(SOURCE):

The foregoing and/or other aspects and utilities of the present general inventive concept may also be achieved by providing an audio playback speed control apparatus, including a controller to obtain an audio sampling frequency and audio playback speed information of audio data and a playback speed processor to perform one or more overlapping processes and adding processes of frames of the audio data corresponding to at least one of the obtained audio sampling frequency and audio speed information.
The foregoing and/or other aspects and utilities of the present general inventive concept may also be achieved by providing a method of varying an audio playback speed, the obtaining an audio sampling frequency and audio playback speed information of audio data and performing one or more overlapping processes and adding processes of frames of the audio data corresponding to at least one of the obtained audio sampling frequency and audio speed information.
These and/or other aspects and utilities of the present general inventive concept will become apparent and more readily appreciated from the following description of the embodiments, taken in conjunction with the accompanying drawings of which:
Reference will now be made in detail to the embodiments of the present general inventive concept, examples of which are illustrated in the accompanying drawings, wherein like reference numerals refer to the like elements throughout. The embodiments are described below in order to explain the present general inventive concept by referring to the figures.
Referring to
The audio decoder 110 extracts header information and audio data from an input audio file.
The user interface unit 120 includes a control panel to allow a user to input a variety of control commands to the audio playback speed control apparatus, and receives audio playback speed information from the user.
The controller 140 receives the header information from the audio decoder 110, receives the audio playback speed information from the user interface unit 120, and extracts an audio sampling frequency from the header information.
Then, the controller 140 determines a length of an input/output frame and a length of an overlapping region between frames, on a basis of the audio sampling frequency and the audio playback speed information.
The playback speed processor 130 performs different overlapping and adding methods, according to the audio playback speeds, on a basis of the length of the input/output frame and the length of the overlapping region.

(MATERIAL SUPPLIED):
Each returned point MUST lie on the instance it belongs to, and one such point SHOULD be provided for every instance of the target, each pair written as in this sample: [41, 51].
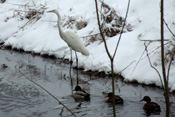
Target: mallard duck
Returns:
[80, 94]
[118, 99]
[150, 107]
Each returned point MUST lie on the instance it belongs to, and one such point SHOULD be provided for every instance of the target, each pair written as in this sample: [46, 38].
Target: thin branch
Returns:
[169, 66]
[153, 66]
[168, 28]
[154, 40]
[48, 93]
[125, 67]
[121, 32]
[101, 33]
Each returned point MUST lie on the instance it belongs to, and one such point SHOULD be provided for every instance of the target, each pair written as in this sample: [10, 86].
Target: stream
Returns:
[21, 97]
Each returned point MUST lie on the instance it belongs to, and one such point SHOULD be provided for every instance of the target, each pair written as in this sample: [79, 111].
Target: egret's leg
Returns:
[71, 56]
[77, 66]
[71, 70]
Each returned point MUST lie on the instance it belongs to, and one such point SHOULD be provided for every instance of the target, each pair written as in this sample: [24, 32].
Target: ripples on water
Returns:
[21, 98]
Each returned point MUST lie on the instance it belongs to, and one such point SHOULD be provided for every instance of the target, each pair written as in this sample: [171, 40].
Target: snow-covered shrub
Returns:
[111, 22]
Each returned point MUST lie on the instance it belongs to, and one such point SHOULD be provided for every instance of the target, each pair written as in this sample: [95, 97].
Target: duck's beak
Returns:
[50, 11]
[141, 100]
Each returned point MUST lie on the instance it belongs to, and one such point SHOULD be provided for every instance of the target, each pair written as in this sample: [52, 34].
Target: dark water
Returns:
[19, 97]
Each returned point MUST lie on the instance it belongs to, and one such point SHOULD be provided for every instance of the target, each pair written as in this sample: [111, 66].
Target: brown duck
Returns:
[150, 107]
[118, 99]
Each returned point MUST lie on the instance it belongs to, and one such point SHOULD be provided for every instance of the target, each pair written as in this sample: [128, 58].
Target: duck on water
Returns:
[80, 94]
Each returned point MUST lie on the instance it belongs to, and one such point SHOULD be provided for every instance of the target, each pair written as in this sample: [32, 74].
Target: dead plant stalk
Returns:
[166, 89]
[107, 50]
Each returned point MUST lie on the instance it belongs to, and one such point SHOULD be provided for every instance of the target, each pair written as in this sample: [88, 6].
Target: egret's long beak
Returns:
[50, 11]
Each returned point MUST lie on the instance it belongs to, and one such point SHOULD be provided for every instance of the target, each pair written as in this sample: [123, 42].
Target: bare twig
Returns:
[101, 33]
[168, 28]
[166, 90]
[125, 67]
[121, 32]
[169, 66]
[48, 93]
[154, 40]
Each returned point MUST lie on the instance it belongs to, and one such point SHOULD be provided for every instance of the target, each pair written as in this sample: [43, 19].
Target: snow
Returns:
[41, 35]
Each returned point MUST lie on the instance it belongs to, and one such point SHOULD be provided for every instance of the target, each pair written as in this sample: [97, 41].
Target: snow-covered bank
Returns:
[41, 35]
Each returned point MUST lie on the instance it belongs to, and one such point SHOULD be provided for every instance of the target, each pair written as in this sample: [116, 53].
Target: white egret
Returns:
[71, 38]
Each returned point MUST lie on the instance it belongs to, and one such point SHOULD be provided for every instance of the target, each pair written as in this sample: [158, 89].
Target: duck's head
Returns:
[51, 11]
[109, 94]
[146, 99]
[77, 88]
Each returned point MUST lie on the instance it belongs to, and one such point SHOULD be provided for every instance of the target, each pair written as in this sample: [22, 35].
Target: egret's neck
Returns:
[58, 23]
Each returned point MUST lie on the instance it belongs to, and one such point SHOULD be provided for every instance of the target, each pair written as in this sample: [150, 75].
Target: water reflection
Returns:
[20, 97]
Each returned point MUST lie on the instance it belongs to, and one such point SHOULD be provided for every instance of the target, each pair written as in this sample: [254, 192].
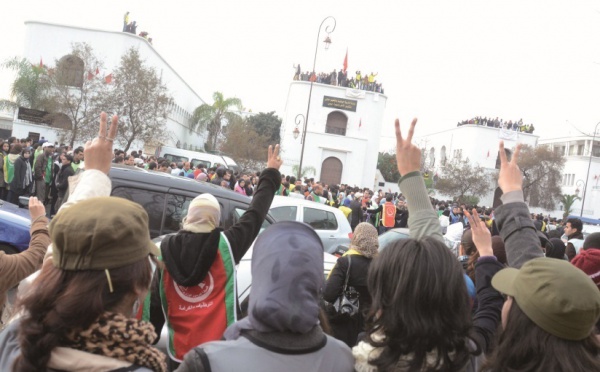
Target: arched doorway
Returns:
[331, 171]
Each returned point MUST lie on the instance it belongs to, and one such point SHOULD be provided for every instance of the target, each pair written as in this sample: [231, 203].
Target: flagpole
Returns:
[329, 29]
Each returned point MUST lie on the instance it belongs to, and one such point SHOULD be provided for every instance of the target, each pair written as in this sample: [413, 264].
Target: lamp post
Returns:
[329, 29]
[587, 176]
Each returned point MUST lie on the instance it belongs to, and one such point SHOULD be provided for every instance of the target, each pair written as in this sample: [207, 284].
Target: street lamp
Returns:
[329, 29]
[587, 176]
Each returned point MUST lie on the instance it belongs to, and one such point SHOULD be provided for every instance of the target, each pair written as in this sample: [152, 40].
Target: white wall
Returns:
[357, 150]
[50, 42]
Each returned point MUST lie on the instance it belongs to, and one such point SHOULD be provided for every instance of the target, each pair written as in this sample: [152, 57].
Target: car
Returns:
[330, 223]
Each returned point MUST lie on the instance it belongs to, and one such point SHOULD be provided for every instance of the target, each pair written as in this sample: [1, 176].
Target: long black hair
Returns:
[420, 306]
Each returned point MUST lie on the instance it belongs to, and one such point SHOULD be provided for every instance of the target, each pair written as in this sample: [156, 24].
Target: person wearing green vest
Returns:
[194, 293]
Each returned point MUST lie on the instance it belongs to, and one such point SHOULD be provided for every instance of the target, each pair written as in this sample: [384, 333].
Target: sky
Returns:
[440, 61]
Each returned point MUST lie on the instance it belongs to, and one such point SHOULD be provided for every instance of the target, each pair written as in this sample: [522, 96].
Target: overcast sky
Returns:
[441, 61]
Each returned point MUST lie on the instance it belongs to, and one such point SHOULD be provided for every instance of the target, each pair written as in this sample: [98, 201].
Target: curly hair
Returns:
[523, 346]
[420, 305]
[61, 301]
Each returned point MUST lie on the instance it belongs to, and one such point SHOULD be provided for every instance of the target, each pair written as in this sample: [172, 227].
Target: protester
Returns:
[197, 281]
[551, 307]
[16, 267]
[363, 247]
[420, 317]
[77, 314]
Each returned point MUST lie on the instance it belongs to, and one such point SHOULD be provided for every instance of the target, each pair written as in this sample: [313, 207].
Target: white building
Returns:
[575, 180]
[476, 143]
[51, 42]
[342, 132]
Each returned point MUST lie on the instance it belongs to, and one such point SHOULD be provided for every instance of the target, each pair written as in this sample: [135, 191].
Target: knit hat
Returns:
[555, 295]
[365, 239]
[589, 261]
[101, 233]
[204, 214]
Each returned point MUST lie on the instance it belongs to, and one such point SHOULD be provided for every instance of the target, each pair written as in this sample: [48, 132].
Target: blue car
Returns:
[14, 228]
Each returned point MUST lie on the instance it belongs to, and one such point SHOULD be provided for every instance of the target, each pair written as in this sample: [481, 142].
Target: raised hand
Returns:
[98, 152]
[481, 234]
[510, 177]
[36, 208]
[408, 156]
[274, 160]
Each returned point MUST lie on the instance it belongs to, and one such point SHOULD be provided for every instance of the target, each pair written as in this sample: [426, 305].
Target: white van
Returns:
[173, 154]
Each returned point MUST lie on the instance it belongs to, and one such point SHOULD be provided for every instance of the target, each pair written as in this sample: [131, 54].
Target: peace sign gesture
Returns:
[510, 177]
[408, 156]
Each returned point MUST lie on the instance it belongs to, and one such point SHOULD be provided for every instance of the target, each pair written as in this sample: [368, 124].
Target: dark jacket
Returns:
[189, 256]
[347, 329]
[62, 181]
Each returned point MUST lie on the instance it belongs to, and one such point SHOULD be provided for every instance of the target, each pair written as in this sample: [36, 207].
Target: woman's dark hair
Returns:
[419, 305]
[523, 346]
[61, 301]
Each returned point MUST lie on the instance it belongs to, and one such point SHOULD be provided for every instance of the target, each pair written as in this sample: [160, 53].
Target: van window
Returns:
[153, 202]
[320, 219]
[177, 207]
[195, 162]
[286, 213]
[176, 158]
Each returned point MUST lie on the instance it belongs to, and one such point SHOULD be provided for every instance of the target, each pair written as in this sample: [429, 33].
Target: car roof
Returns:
[138, 175]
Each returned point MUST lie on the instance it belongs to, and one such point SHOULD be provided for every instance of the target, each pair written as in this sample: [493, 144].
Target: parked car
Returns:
[330, 223]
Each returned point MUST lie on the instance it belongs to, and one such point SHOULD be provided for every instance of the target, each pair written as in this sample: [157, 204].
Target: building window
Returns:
[336, 123]
[70, 71]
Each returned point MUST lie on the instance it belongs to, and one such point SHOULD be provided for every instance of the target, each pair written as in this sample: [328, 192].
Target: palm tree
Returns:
[30, 86]
[211, 117]
[567, 202]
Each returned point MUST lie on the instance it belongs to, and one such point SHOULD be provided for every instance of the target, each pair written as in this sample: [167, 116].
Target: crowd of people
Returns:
[516, 305]
[516, 126]
[340, 78]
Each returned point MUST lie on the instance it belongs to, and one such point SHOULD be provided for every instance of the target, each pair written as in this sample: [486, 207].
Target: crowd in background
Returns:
[516, 126]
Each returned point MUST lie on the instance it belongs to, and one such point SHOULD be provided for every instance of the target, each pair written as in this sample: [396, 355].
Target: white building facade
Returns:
[575, 179]
[342, 133]
[51, 42]
[476, 143]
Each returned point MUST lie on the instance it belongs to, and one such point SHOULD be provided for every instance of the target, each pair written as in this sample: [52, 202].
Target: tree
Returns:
[244, 144]
[211, 117]
[463, 181]
[78, 94]
[542, 176]
[387, 165]
[140, 99]
[267, 125]
[30, 87]
[307, 170]
[567, 201]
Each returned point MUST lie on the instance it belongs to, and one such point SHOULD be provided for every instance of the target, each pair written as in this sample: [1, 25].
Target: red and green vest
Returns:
[198, 314]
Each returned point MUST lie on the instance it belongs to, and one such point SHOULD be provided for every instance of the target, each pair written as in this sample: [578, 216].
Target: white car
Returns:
[330, 223]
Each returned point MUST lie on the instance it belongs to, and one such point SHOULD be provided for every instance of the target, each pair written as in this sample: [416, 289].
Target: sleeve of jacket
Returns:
[16, 267]
[517, 230]
[422, 218]
[335, 281]
[488, 314]
[242, 234]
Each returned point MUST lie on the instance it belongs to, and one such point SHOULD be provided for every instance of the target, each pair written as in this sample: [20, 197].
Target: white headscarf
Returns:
[204, 214]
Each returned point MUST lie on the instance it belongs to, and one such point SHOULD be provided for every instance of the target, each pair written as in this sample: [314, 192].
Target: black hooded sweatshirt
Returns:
[189, 256]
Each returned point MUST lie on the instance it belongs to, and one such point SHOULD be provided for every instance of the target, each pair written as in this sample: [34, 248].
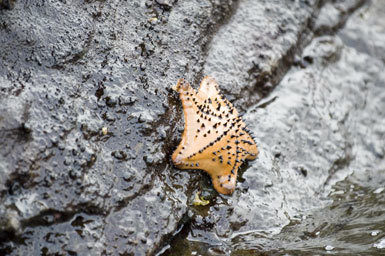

(AIM): According to the passage about audio playback speed control, what does the controller 140 extract from the header information? Rely solely on the passage about audio playback speed control.

(RESPONSE): An audio sampling frequency.